(A block of data)
········

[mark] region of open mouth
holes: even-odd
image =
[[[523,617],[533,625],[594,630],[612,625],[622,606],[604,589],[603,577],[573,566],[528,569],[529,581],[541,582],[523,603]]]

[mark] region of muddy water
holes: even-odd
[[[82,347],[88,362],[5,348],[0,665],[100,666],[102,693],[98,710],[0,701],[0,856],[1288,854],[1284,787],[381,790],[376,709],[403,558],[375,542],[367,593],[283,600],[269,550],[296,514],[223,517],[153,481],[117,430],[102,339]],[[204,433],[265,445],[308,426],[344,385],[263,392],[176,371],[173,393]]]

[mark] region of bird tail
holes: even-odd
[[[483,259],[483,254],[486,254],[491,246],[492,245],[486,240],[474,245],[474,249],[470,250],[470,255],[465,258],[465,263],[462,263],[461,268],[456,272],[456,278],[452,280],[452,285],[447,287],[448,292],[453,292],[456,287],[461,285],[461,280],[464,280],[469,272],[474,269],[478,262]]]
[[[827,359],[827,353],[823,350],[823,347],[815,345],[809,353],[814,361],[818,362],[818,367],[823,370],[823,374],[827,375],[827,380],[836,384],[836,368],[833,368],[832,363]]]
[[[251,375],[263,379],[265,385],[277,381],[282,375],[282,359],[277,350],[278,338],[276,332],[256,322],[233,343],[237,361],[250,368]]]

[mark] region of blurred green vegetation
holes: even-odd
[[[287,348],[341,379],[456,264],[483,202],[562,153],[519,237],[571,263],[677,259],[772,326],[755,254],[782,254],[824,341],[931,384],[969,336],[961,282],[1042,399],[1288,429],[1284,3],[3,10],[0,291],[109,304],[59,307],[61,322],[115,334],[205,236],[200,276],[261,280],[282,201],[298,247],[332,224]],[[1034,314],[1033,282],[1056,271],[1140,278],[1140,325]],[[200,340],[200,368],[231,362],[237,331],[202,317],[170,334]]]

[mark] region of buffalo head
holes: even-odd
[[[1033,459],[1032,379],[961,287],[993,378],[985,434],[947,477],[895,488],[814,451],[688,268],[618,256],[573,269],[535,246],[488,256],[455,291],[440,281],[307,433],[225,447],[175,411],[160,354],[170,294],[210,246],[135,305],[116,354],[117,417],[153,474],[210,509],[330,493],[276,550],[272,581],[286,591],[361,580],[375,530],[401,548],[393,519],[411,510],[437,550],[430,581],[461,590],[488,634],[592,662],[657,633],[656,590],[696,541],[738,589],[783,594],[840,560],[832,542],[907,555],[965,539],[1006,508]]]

········

= SET PROBLEM =
Return every line exactly.

= THE ANSWER =
[mark] region of open mouth
holes: even-odd
image =
[[[523,617],[533,625],[594,630],[612,625],[622,606],[604,589],[603,577],[573,566],[528,569],[529,581],[541,582],[523,603]]]

[mark] region of muddy water
holes: even-odd
[[[82,347],[88,362],[5,348],[0,665],[100,666],[102,693],[98,710],[0,701],[0,856],[1288,854],[1284,787],[381,790],[376,709],[403,558],[375,542],[367,593],[283,600],[269,550],[296,514],[223,517],[153,481],[117,430],[102,339]],[[204,433],[265,445],[308,426],[344,385],[263,392],[176,371],[173,393]]]

[mark] region of bird tail
holes: even-odd
[[[483,259],[483,254],[486,254],[491,246],[492,245],[486,240],[474,245],[474,249],[470,250],[470,255],[465,258],[465,263],[462,263],[461,268],[456,272],[456,278],[452,280],[452,285],[447,287],[448,292],[453,292],[456,287],[461,285],[461,280],[464,280],[469,272],[474,269],[478,262]]]
[[[827,359],[827,353],[823,350],[823,347],[815,345],[809,353],[814,361],[818,362],[818,367],[823,370],[823,374],[827,375],[827,380],[836,384],[836,368],[833,368],[832,363]]]
[[[251,375],[263,379],[265,385],[277,381],[282,375],[282,359],[277,350],[278,338],[276,332],[256,322],[233,343],[237,361],[250,368]]]

[mark] region of blurred green vegetation
holes: even-odd
[[[287,348],[341,379],[456,264],[483,202],[562,153],[519,237],[571,263],[677,259],[772,326],[755,254],[782,254],[824,341],[931,384],[969,336],[961,282],[1042,399],[1288,429],[1284,3],[3,10],[0,291],[109,304],[59,307],[61,322],[115,334],[205,236],[200,276],[261,280],[282,201],[298,247],[332,224]],[[1034,314],[1033,282],[1056,271],[1140,278],[1140,325]],[[200,340],[200,368],[231,362],[237,331],[202,317],[170,334]]]

[mark] region of buffalo head
holes: even-odd
[[[1033,459],[1032,379],[961,287],[993,378],[985,434],[947,477],[895,488],[814,451],[688,268],[618,256],[573,269],[535,246],[488,256],[455,291],[440,281],[307,433],[225,447],[175,411],[160,354],[170,294],[210,246],[135,305],[116,354],[117,417],[153,474],[210,509],[330,493],[276,550],[272,581],[286,591],[361,580],[375,530],[401,548],[393,519],[411,510],[437,550],[430,581],[461,590],[488,634],[592,662],[657,633],[656,590],[696,541],[738,589],[783,594],[840,560],[832,542],[907,555],[965,539],[1006,508]]]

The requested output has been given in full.